# Precalculus

## Analytic Geometry # Linear Independence of Vectors

## Linearly Dependent and Linearly Independent Vectors

A linear combination of n vectors a1, a2, ..., an is called the sum of the products of these vectors by arbitrary real numbers, that is, an expression of the form

$\alpha_1 \mathbf{a}_1 + \alpha_2 \mathbf{a}_2 + \ldots + \alpha_n \mathbf{a}_n,$

where α1, α2, ..., αn are arbitrary real numbers.

Vectors a1, a2, ..., an are called linearly dependent if there are such real numbers α1, α2, ..., αn of which at least one is non-zero so that the linear combination of vectors a1, a2, ..., an with the specified coefficients is vanishing:

$\alpha_1 \mathbf{a}_1 + \alpha_2 \mathbf{a}_2 + \ldots + \alpha_n \mathbf{a}_n = \mathbf{0}.$

Vectors a1, a2, ..., an that are not linearly dependent are called linearly independent. 🤓

More formally, vectors a1, a2, ..., an are called linearly independent if their linear combination is equal to zero only in the case when ALL coefficients α1, α2, ..., αn are equal to zero.

Notice that if at least one of the vectors a1, a2, ..., an is the zero vector, then these vectors are linearly dependent.

* [TASKS AND EXERCISES]
1 – Transcribe the linear independence page, beginning at the words "A linear combination" and stopping after "arbitrary real numbers.".
2 – Answer these from the linear independence page:
(a) What is the sum of the products of vectors by arbitrary real numbers called?
(b) In the more formal definition, when is the linear combination of linearly independent vectors equal to zero?
(c) What is true of vectors a1, a2, ..., an if at least one of them is the zero vector?
3 – Extend the linear independence page, picking up after its final sentence about the zero vector.
The items after the linear independence page aren't needed for any of this.

* [MATERIAL]
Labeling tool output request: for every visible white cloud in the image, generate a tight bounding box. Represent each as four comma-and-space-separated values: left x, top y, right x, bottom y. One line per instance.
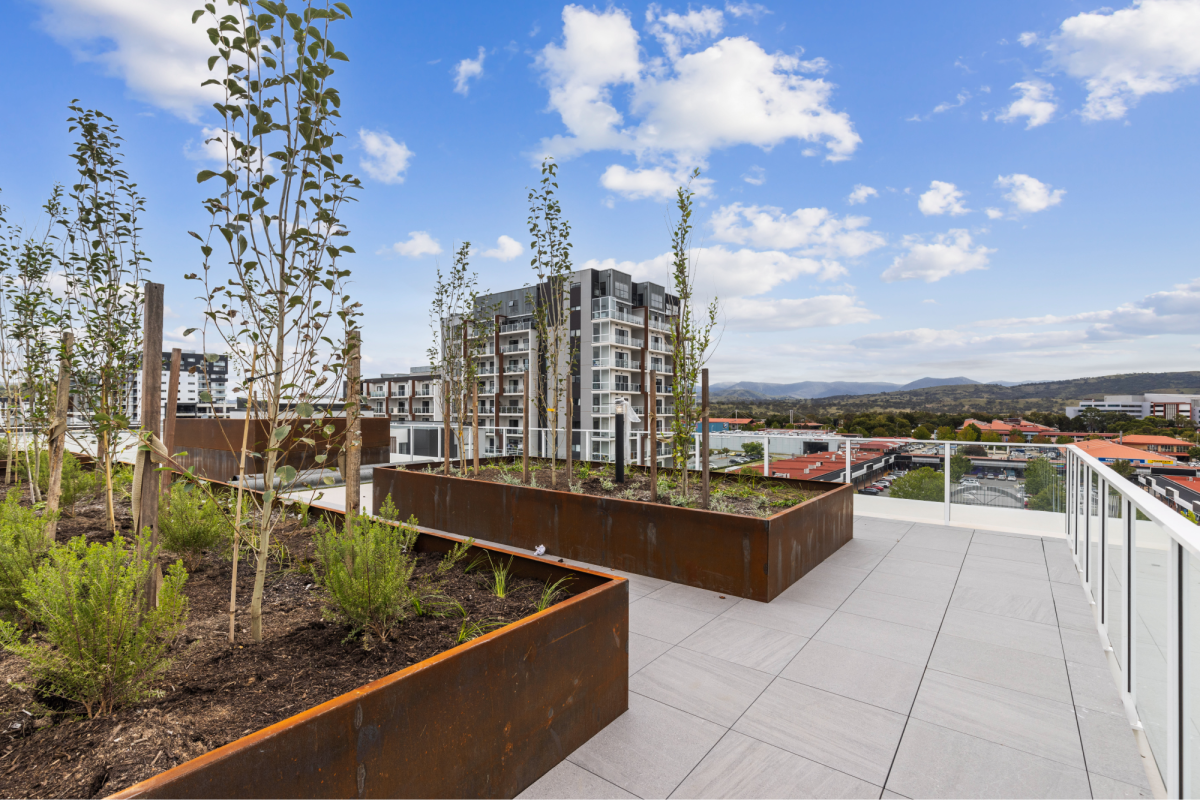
917, 181, 971, 217
600, 164, 713, 200
581, 245, 846, 299
359, 128, 413, 184
646, 2, 725, 61
721, 295, 880, 331
480, 236, 524, 261
996, 78, 1058, 131
32, 0, 222, 122
450, 48, 486, 96
1046, 0, 1200, 121
846, 184, 880, 205
988, 173, 1067, 218
391, 230, 442, 258
882, 228, 996, 283
710, 203, 887, 258
538, 5, 860, 166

* [PER-TASK ANSWERS]
1 –
A linear combination of n vectors a1, a2, ..., an is called the sum of the products of these vectors by arbitrary real numbers, that is, an expression of the form

$\alpha_1 \mathbf{a}_1 + \alpha_2 \mathbf{a}_2 + \ldots + \alpha_n \mathbf{a}_n,$

where α1, α2, ..., αn are arbitrary real numbers.

2 –
(a) A linear combination.
(b) Only when all coefficients α1, α2, ..., αn are equal to zero.
(c) They are linearly dependent.

3 –
If a set of n vectors are linearly dependent, then adding one or more vectors does not change the linear dependence of vectors in the set.

## Linear Combinations of Two Vectors

Two vectors are linearly dependent if and only if they are collinear.

Two linearly dependent vectors a and b must satisfy the relation

$\mathbf{b} = \lambda \mathbf{a},$

where $$\lambda$$ is a real number.

Respectively, if the vectors a and b are not collinear, then they are linearly independent.

## Linear Combinations of Three Vectors. Coplanar Vectors

Vectors are called coplanar if they lie in the same plane or in parallel planes.

A system of three vectors is linearly dependent if and only if the vectors are coplanar.

Let vectors a, b and c be coplanar and vectors a and b not collinear. We bring the vectors a, b, c to a common origin O and draw a parallelogram ONCM as shown in the figure.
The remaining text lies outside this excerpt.